Lucas Pipes, Analyst
Thank you very much, operator. Good morning, everyone. Andy, first, I want to tip my hat because you’re probably the only executive who mentions lots of data in the prepared remarks without also mentioning AI, so well done there. But in all seriousness, great job on the cost and productivity side in Q1. And I wondered if you could maybe speak to kind of from here on out, what are some of the key initiatives? They were partially discussed in the prepared remarks, but maybe you could expand on where you’re really looking to drive cost savings from here on out and manage what you describe as a weaker market environment. Thank you.

========================================================================

> _OBJECTIVE_
Pull out everything from "Lucas Pipes, Analyst" down to "environment. Thank you." in the analyst's question above, copying it word for word.

========================================================================

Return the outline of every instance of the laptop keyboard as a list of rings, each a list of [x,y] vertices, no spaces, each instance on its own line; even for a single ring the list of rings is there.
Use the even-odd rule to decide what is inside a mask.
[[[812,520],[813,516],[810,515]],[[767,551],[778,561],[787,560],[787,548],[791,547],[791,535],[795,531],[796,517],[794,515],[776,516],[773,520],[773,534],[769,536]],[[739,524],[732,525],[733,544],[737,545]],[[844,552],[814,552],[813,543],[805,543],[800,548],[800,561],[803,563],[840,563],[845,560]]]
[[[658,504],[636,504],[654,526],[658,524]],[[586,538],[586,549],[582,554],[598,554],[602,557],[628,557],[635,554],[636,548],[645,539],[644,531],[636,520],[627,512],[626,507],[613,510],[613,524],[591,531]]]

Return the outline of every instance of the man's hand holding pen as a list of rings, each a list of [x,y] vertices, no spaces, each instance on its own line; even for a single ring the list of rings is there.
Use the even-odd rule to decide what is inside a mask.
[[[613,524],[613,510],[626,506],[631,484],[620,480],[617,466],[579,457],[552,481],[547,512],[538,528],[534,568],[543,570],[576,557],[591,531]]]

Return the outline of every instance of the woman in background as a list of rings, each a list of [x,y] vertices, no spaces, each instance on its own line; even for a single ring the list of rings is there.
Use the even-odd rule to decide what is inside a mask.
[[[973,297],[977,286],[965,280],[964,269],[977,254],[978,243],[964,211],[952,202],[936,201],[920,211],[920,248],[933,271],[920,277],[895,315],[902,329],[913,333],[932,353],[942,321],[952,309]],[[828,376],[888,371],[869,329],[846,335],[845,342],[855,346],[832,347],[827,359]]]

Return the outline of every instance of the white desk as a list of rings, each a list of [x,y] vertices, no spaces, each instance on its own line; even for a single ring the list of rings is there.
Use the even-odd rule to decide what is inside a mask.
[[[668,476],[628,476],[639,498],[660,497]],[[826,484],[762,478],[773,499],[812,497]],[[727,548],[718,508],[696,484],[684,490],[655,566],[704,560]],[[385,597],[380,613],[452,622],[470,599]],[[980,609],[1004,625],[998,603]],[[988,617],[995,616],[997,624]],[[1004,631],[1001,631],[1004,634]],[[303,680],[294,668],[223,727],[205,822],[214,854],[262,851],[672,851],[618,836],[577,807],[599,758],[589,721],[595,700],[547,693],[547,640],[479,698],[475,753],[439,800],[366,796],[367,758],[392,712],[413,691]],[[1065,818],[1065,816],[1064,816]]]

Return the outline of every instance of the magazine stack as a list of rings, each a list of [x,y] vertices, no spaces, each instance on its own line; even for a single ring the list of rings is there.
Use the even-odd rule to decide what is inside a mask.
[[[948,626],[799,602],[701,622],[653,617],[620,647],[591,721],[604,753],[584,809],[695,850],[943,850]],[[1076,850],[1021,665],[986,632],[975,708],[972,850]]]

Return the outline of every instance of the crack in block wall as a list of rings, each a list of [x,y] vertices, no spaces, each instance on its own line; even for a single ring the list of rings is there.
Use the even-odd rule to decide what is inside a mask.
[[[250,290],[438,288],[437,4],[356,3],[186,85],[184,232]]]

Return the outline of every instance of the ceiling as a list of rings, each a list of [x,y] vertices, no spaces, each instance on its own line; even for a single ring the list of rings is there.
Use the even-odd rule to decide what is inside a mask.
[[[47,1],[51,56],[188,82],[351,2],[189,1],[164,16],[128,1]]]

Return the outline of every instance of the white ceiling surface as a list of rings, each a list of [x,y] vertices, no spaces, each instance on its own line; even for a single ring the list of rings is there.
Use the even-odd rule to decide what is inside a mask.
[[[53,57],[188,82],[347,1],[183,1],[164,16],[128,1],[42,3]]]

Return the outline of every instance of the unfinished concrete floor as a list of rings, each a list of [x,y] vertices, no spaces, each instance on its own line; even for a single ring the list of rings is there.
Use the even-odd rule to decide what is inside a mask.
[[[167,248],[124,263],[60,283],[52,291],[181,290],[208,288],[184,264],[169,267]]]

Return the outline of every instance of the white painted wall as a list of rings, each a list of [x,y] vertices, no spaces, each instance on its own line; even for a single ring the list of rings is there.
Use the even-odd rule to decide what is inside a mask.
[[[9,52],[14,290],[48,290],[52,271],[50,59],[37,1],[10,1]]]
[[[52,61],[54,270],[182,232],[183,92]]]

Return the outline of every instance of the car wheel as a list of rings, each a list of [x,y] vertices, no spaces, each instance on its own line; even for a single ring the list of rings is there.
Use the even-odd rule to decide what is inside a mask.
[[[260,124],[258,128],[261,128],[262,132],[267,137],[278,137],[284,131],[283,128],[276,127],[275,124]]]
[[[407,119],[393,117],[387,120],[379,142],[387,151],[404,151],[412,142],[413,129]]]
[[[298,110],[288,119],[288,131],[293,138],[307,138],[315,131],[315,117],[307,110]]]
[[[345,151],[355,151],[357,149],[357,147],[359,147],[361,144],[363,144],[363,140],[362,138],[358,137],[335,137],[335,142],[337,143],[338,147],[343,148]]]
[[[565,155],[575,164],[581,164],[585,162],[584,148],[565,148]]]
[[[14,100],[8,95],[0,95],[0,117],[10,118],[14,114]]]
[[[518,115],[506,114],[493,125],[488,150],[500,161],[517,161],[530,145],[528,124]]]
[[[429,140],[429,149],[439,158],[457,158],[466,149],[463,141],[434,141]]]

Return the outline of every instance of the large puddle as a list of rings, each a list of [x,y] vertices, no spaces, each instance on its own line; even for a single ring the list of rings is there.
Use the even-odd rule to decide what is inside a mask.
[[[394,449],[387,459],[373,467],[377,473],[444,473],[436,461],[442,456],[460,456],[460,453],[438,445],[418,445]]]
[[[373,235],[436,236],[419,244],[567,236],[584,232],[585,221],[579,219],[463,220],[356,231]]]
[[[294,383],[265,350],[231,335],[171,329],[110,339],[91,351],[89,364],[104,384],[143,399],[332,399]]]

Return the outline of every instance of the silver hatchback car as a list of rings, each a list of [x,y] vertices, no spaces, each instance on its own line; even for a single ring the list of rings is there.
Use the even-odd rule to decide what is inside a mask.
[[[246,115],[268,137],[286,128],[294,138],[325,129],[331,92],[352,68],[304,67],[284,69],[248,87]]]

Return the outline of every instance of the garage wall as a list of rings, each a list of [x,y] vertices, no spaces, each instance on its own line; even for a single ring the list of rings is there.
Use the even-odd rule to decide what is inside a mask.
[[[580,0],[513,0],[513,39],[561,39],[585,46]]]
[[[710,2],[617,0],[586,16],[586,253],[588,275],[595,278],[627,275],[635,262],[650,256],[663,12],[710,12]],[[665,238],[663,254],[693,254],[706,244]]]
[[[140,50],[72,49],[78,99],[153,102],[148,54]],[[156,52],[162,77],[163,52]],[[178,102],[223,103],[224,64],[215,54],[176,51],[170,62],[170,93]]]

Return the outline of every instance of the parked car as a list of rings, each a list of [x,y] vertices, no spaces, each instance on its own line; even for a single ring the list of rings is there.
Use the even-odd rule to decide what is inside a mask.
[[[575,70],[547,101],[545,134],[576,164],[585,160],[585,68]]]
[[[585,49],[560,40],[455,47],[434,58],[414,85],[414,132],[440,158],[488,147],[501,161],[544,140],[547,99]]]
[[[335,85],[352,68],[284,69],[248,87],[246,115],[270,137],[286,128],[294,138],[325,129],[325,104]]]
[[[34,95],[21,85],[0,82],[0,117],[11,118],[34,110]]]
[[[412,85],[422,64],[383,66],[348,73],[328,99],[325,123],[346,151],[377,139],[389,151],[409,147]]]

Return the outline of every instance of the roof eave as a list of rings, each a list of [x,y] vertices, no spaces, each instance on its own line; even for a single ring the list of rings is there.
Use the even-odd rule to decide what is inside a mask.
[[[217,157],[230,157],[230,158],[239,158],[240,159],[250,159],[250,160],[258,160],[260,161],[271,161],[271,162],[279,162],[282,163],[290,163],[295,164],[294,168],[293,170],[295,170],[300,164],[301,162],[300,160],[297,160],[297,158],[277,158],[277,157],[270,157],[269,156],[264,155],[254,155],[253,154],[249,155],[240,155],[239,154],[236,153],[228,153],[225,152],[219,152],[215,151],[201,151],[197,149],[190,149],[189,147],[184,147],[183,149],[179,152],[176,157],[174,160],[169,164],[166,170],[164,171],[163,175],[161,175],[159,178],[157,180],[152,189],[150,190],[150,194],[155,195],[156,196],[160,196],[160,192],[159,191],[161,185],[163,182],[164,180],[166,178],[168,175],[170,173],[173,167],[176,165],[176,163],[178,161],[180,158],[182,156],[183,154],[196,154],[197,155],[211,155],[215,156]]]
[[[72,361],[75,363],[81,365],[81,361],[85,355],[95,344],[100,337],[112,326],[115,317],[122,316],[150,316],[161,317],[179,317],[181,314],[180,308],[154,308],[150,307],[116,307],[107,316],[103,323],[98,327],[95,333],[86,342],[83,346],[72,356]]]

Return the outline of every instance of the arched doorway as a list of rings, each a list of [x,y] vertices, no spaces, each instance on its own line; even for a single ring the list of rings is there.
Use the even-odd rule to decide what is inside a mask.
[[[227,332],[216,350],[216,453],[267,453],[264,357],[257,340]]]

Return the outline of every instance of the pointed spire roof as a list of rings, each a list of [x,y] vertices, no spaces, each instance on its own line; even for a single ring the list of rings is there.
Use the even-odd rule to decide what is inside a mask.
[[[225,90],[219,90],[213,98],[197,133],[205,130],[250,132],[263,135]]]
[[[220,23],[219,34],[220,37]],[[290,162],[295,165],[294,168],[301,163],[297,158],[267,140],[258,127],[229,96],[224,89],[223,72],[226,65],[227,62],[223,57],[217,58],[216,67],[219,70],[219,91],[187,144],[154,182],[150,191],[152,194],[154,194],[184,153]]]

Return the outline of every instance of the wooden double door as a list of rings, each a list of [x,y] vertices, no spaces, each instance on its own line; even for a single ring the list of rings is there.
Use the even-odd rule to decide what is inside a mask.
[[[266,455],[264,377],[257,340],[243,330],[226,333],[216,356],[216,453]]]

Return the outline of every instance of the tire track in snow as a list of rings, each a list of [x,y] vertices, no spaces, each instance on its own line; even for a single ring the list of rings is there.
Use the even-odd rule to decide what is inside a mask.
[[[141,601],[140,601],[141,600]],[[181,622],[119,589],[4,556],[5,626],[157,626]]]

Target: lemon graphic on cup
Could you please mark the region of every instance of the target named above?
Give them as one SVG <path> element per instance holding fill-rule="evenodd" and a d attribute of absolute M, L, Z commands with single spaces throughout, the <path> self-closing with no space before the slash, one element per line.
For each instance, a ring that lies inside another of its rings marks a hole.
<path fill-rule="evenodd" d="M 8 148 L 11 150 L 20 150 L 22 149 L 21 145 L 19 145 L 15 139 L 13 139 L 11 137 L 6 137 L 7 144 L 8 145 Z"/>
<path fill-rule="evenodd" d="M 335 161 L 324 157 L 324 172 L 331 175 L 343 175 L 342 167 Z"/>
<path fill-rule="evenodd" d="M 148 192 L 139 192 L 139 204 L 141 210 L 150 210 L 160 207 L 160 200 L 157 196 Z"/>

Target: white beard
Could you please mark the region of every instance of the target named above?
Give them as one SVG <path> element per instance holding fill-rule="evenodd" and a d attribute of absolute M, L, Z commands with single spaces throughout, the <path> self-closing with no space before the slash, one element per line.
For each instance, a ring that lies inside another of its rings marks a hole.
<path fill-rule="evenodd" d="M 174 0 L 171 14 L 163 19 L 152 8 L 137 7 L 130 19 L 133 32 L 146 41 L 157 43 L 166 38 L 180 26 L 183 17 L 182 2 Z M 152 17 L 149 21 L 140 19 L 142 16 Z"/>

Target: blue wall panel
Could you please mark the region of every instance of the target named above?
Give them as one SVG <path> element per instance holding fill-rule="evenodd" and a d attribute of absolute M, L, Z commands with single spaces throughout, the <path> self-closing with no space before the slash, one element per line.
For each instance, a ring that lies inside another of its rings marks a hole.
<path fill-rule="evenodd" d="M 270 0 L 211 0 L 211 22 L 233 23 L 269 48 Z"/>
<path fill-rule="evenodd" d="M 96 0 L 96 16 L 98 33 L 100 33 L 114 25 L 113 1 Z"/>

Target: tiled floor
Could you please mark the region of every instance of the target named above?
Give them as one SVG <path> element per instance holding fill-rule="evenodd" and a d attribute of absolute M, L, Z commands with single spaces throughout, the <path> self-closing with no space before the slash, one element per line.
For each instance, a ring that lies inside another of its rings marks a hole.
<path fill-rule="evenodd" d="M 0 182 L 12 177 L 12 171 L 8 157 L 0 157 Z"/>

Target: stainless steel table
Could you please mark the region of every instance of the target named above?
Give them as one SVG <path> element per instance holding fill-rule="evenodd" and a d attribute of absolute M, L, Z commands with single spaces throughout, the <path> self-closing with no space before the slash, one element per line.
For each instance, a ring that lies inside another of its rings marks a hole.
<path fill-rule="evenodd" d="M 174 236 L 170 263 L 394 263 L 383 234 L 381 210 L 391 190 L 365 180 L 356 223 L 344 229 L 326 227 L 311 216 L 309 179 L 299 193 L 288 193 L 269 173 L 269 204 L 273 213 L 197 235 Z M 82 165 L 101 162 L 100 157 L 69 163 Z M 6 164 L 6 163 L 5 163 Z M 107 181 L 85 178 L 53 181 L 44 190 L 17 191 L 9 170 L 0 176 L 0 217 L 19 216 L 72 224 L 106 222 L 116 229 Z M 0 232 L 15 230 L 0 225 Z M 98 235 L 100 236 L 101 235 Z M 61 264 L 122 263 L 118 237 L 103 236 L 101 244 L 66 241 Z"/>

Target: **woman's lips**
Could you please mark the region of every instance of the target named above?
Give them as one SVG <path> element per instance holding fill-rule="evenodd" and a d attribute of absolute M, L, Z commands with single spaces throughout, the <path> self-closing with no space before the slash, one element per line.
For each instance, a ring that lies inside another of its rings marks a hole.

========================================================================

> _ANSWER TO THIS PROBLEM_
Lucas Pipes, Analyst
Thank you very much, operator. Good morning, everyone. Andy, first, I want to tip my hat because you’re probably the only executive who mentions lots of data in the prepared remarks without also mentioning AI, so well done there. But in all seriousness, great job on the cost and productivity side in Q1. And I wondered if you could maybe speak to kind of from here on out, what are some of the key initiatives? They were partially discussed in the prepared remarks, but maybe you could expand on where you’re really looking to drive cost savings from here on out and manage what you describe as a weaker market environment. Thank you.